> _Aim 1_:
Answer from the excerpt on the representation theorem:
(a) What number does the theorem carry?
(b) Which definition fixes \(X_{0}\)?
(c) Onto which set does F map \(\Gamma _{f}\)?
> _Aim 2_: Carry the representation theorem excerpt further, starting after its final sentence.

We proceed to prove the representation theorem announced in the Introduction.

Theorem 18

Let \(X=Y\) and let T be acting vertically. Take \(X_{0}\) as in Definition 6. Define \(F:X_{0}\times \mathbb {R}\rightarrow X_{0}\times \mathbb {R}\) by

$$\begin{aligned} F(x,s):=(x,(T\overline{s})(x)) \quad \quad (x\in X_{0},s\in \mathbb {R}). \end{aligned}$$

Then F is a homeomorphism and for every \(f\in C(X)\) we have

$$\begin{aligned} (x,(Tf)(x))=F(x,f(x)) \quad \quad (x\in X_{0}). \end{aligned}$$
(1)

Putting it differently: if for \(g\in C(X)\) we define \(\Gamma _{g}:=\{(x,y)\in X_{0}\times \mathbb {R}: y=g(x)\}\) (so that \(\Gamma _{g}\) is dense in the graph of g), then F maps \(\Gamma _{f}\) onto \(\Gamma _{Tf}\) (\(f\in C(X)\)).

> _Provided information_:
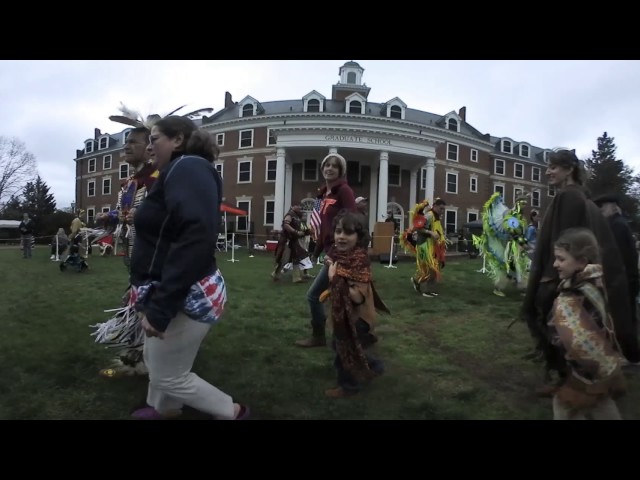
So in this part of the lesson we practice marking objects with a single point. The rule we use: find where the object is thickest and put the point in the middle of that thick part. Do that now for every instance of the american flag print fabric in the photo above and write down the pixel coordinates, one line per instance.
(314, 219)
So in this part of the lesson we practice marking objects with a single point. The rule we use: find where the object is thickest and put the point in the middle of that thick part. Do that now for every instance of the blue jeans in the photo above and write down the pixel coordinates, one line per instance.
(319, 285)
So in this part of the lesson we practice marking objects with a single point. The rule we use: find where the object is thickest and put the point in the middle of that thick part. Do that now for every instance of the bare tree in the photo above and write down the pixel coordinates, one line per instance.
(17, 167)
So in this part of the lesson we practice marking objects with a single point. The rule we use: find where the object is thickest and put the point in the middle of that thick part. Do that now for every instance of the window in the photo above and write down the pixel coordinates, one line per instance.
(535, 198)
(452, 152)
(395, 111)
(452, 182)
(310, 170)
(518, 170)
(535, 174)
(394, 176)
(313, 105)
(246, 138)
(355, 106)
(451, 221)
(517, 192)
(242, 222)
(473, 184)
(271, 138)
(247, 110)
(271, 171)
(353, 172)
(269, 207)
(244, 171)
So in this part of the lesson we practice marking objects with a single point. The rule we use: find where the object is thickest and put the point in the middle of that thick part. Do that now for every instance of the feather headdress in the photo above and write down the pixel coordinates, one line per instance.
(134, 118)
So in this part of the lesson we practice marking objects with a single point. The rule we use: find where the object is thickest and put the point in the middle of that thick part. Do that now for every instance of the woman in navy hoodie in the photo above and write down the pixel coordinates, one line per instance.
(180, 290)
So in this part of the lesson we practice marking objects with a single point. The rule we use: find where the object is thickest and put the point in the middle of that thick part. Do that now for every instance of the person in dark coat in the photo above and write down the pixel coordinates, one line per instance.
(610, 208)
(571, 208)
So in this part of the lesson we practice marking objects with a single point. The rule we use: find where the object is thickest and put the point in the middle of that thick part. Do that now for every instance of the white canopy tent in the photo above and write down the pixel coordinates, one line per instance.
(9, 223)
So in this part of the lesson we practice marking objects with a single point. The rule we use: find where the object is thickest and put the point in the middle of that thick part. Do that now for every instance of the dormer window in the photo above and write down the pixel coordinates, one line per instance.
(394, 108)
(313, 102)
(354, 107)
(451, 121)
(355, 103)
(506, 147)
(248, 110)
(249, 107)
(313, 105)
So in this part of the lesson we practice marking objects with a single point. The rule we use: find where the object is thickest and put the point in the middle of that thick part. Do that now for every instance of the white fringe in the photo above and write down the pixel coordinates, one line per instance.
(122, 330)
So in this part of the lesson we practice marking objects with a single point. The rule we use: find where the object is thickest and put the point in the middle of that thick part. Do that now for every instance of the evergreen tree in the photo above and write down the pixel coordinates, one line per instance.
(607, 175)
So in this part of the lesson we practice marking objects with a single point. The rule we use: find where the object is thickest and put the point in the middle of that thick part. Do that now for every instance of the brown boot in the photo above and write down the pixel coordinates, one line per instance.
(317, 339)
--
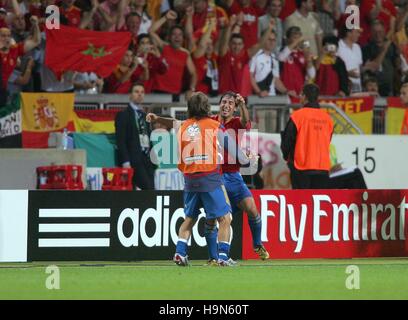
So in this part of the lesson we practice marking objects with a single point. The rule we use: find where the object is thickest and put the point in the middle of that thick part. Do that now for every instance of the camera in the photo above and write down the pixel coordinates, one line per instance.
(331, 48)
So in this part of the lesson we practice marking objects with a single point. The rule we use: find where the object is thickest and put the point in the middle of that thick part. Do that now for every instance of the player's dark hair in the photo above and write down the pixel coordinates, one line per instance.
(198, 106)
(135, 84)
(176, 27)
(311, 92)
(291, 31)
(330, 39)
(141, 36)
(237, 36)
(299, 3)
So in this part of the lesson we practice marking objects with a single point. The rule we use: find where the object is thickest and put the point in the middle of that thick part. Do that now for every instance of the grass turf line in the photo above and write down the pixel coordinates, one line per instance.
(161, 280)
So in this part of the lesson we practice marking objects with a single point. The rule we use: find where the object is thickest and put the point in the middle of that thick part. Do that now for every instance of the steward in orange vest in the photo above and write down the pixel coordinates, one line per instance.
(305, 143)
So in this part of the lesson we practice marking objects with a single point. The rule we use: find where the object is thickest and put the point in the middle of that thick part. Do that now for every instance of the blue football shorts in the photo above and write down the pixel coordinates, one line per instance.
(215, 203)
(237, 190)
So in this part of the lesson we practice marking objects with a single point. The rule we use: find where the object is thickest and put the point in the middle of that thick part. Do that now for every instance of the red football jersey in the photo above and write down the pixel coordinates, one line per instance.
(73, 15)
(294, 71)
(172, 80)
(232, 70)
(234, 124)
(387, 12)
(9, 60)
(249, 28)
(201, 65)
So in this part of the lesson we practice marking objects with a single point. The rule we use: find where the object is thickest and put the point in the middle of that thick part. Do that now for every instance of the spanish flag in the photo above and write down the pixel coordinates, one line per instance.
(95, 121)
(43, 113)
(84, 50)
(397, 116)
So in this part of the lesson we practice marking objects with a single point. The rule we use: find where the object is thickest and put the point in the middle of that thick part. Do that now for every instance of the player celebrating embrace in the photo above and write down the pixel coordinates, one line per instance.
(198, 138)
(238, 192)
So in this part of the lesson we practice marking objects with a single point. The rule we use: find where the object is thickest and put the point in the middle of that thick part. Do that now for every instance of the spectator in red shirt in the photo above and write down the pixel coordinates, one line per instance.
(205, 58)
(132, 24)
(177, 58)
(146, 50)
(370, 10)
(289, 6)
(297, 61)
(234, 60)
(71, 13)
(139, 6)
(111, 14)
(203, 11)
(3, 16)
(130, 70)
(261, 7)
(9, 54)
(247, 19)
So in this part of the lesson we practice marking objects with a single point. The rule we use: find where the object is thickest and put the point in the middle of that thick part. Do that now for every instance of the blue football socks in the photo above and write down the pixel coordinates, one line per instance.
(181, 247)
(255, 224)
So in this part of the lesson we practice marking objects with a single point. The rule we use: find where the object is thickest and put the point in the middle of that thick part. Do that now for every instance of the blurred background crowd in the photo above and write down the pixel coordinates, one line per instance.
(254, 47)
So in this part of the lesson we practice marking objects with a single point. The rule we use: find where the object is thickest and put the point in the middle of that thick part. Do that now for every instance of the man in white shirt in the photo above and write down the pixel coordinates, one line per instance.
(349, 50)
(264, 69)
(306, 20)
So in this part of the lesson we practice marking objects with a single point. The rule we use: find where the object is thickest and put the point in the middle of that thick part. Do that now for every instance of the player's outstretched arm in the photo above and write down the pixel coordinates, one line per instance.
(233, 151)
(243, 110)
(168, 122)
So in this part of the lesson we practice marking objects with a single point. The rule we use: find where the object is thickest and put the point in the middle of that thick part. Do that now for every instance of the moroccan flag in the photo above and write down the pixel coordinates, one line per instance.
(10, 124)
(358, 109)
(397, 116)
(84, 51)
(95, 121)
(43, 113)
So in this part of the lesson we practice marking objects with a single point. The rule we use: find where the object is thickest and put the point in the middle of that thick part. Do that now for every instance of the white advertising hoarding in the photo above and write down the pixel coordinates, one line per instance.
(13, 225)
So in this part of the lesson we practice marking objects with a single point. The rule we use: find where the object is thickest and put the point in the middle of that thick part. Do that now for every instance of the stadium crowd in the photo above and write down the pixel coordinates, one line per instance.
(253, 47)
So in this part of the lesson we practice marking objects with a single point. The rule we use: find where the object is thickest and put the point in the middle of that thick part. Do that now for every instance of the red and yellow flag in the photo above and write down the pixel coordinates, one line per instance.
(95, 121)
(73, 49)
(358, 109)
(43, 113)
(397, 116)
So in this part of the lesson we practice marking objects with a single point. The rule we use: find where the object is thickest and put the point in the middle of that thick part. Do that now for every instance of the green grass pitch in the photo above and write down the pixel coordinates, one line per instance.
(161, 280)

> _Written reply 1_:
(a) 18
(b) Definition 6
(c) \(\Gamma _{Tf}\)

> _Written reply 2_:
Proof

  1. (1)

    If \(x\in X_{0}\), \(f\in C(X)\) and \(s=f(x)\), then \((Tf)(x)=(T\overline{s})(x)\) by Lemma 7. This proves Eq. (1).

  2. (2)

    Take \(x\in X_{0}\) and consider the function \(\phi :s\rightarrowtail (T\overline{s})(x)\) \((s\in \mathbb {R})\). It follows from Lemma 7 that \(\phi \) is strictly increasing. For \(t\in \mathbb {R}\), setting \(s:=(T^{-1}\overline{t})(x)\) we have \(\overline{s}(x)=(T^{-1}\overline{t})(x)\), so, again by Lemma 7, \((T\overline{s})(x)=\overline{t}(x)=t\) i.e. \(\phi (s)=t\). Thus, \(\phi :\mathbb {R}\rightarrow \mathbb {R}\) is strictly increasing and surjective, hence continuous.

  3. (3)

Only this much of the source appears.